= SOURCE PASSAGE =
Really?  You're acknowledging the top quarter of the graduating class?

Posted by: eman at December 29, 2010 03:57 PM (ZTPeW)

Indeed, and I did not mean to suggest that private education is merely equal, or even inferior to, public education.  My point was that public education would be much more adequate (and closer to equal) if we still upheld excellence and didn't mind shaming (not the best word, but I think you know what I mean) poor performance.

One reason private schools (and even "public" charter schools) are largely better than public schools is that the parents care.  But "the parents care" doesn't just mean asking if the kid has done his homework, it means grounding him when he comes home with a C (or, Heaven forbid, an F) instead of a B or better.  That is, the parents are willing to inflict some amount of pain when performance is not up to their required standards.

Posted by: AllenG (Dedicated Tenther) at December 29, 2010 11:04 AM (8y9MW)

70 A random remembrance

My son always tries to pair up with Mainland Chinese girls for labs.  Why?  I asks him.  Because they cheat, he tells me.  He elaborated, They come from a culture where, sure, it's best to succeed honorably, but it's better to succeed by cheating than to fail honestly.  Previous students tell the followers what questions professors are going to ask and what results they expect in the labs.

Posted by: toby928™ at December 29, 2010 11:04 AM (S5YRY)

71 70 A random remembrance

My son always tries to pair up with Mainland Chinese girls for labs.  Why?  I asks him.  Because they cheat, he tells me.  He elaborated, They come from a culture where, sure, it's best to succeed honorably, but it's better to succeed by cheating than to fail honestly.  Previous students tell the followers what questions professors are going to ask and what results they expect in the labs.

Posted by: toby928™ at December 29, 2010 04:04 PM (S5YRY)

The path of least resistance is also the path of least growth.

Posted by: tangonine at December 29, 2010 11:06 AM (x3YFz)

72 Posted by: Bevel Lemelisk at December 29, 2010 04:01 PM (TpXEI)

And they're hard to fire, to boot.

My educator brother had a math teacher who couldn't properly work the example problems from her teacher's book.  It took him all year, and something like 4 or 5 separate "evaluations" to fire her.

If my boss watched me work one day and found out that I couldn't write a basic sort algorithm, I'd be fired in a minute- let alone cut & pasting code from an internet sample.

He's just lucky we're in Texas.  I can only imagine the trouble he'd have in a real union state.

Posted by: AllenG (Dedicated Tenther) at December 29, 2010 11:08 AM (8y9MW)

73 Re: 62 Posted by: tangonine at December 29, 2010 03:58 PM (x3YFz) Yeah, as I recall, PeePeeKaKa was a pretty decent place to get lower level stuff done. Took a few classes there before leaving Carson. I think there a plenty of CCs that do a bang-up job given their size and funding.

Posted by: Landshark at December 29, 2010 11:10 AM (CP8tM)

74 Kids can't do math and science because they don't pay attention.

= GIVEN EXERCISE A =
Answer these questions about the education comment thread:
(i) Besides asking whether the kid has done his homework, what does "the parents care" mean according to AllenG?
(ii) Roughly how many separate evaluations did it take the educator brother to fire the math teacher?
(iii) What state does AllenG say they are in?
= GIVEN EXERCISE B =
Resume the education comment thread after its last sentence.
The material after this point comes from a different source.

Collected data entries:
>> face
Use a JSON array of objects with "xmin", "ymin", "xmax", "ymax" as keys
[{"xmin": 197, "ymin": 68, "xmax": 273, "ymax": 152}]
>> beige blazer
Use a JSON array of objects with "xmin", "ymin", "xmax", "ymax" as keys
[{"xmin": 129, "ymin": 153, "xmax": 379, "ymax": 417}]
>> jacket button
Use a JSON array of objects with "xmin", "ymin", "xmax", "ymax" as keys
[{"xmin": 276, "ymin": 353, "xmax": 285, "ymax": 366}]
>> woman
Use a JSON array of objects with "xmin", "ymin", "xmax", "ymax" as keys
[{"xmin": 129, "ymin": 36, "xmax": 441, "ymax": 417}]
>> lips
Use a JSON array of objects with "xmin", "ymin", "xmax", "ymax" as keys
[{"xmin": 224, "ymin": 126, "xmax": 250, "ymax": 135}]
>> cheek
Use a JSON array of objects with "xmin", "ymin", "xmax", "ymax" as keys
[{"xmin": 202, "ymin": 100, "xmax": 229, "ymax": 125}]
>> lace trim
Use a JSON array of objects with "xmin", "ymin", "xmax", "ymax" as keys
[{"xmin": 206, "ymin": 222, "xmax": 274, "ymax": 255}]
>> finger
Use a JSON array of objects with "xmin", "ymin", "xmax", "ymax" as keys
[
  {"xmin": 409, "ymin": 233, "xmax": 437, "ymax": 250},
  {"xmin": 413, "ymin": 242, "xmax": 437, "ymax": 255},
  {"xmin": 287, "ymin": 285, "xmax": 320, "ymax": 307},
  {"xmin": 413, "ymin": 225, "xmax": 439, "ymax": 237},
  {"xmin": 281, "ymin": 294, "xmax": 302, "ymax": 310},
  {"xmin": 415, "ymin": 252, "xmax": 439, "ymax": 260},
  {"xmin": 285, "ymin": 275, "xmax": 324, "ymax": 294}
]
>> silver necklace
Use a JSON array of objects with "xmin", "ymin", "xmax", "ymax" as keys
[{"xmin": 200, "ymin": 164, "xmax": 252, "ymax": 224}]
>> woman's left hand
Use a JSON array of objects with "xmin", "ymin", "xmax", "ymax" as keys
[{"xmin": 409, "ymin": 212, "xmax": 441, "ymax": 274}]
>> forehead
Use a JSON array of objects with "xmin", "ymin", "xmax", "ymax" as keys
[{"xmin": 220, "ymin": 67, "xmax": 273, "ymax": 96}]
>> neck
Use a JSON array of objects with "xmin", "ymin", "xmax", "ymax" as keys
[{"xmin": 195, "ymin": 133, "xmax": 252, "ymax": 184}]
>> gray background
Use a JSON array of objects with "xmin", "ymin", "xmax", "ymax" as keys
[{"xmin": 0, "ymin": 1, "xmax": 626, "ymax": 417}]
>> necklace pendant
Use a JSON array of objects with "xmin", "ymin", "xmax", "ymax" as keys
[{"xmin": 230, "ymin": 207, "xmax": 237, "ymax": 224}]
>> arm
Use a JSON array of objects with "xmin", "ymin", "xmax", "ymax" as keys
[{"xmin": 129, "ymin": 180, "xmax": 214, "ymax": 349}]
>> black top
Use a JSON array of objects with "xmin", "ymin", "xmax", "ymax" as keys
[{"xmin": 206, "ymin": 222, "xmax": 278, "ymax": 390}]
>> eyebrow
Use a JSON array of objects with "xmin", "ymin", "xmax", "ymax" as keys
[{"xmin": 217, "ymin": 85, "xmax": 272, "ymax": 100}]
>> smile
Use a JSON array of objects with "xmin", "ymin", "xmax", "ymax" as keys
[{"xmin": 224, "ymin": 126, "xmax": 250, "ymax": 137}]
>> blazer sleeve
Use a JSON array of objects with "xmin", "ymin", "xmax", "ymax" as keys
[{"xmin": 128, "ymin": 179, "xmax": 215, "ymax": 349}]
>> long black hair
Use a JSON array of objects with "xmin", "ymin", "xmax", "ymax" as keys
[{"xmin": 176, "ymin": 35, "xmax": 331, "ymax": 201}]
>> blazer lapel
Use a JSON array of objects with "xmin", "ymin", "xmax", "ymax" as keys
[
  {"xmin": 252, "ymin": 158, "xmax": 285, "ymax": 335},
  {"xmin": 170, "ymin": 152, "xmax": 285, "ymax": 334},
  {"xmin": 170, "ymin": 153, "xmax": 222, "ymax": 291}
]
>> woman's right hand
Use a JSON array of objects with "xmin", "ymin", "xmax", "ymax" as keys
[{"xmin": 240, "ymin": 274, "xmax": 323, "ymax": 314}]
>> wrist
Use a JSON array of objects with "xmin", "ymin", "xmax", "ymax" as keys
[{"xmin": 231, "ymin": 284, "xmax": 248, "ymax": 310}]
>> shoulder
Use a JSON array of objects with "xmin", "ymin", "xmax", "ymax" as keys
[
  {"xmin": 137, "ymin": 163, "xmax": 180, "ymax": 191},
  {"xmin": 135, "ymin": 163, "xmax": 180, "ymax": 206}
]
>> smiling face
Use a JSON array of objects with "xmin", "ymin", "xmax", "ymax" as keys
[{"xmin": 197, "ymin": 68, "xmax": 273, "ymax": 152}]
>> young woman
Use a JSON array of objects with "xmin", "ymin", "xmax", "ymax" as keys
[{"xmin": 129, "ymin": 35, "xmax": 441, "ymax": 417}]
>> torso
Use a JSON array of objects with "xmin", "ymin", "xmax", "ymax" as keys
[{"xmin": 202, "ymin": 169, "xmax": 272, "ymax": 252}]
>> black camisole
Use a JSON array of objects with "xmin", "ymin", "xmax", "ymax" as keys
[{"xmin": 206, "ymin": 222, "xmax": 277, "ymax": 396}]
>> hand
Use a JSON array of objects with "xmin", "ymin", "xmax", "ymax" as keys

= FINAL ANSWER A =
(i) Grounding the kid when he comes home with a C (or an F) instead of a B or better.
(ii) Something like 4 or 5.
(iii) Texas.

= FINAL ANSWER B =
Kids can't do math and science because their teachers can't do math and science.  What the hell good does it do them to pay attention to those idiots?

Let's not pretend the only problem is teachers.  A big problem?  Yes.  The sole cause of all bad things in America's school system?  Nuh-uh. 

A lot of kids are shitheads.  I went to a private Catholic school where there were some pretty decent teachers.  Even decent teachers can't polish a turd.  Besides that, smart kids will find ways to learn.  Smart people with drive to succeed find ways to succeed.  If you can sit down with a textbook and do your homework assignment, you can learn something despite your dipshit teacher. 

Don't get me wrong, the teacher's union and the DoE have done awful things to the education system.  One of those things is making people think that more money and gadgets will result in better educated children.  That is not true, because you need good teachers, but you also need good kids. 

Posted by: shillelagh at December 29, 2010 11:12 AM (Oz4Bj)

75 AP and Honors classes undermine our schools.  I'm serious.  If a student is smart enough to take college level courses by the time they are sixteen or seventeen, then they need to graduate high school by sixteen or seventeen and move on to taking courses at the local community college, or working to save up money before they continue their education.  Instead, I believe that honors and AP classes draw teacher's attentions away from the mass of students, by making them obsess over their "star pupils" and creating a fiction that somehow all students are capable of reaching that level, even though it's not true.

Posted by: Alex wishes that there was a HES group nearby... at December 29, 2010 11:12 AM (yY28H)

76 It was bad enough when my schools went from chalkboards to whiteboards when I was still in middle/high school, but now this?  Let's go back to paper and pencil, thank you very much.

If we can't eliminate public schools then about this:

Eliminate everything from the classrooms K-6 except pencil, paper, and chalkboard. Absolutely no laptops, calculators, and especially no cell phones allowed.

Restore reform school and common sense to discipline and eliminate the stupid zero tolerance policies. Allow/require corporal punishment. Severe disciplin problems and continued minor discipline problems result in expulsion with a parent/teacher conference required for return. Repeat problems result in expulsion to reform school. When age 17 is reached severe problems are booted to the street permanently.


Posted by: Vic at December 29, 2010 11:12 AM (M9Ie6)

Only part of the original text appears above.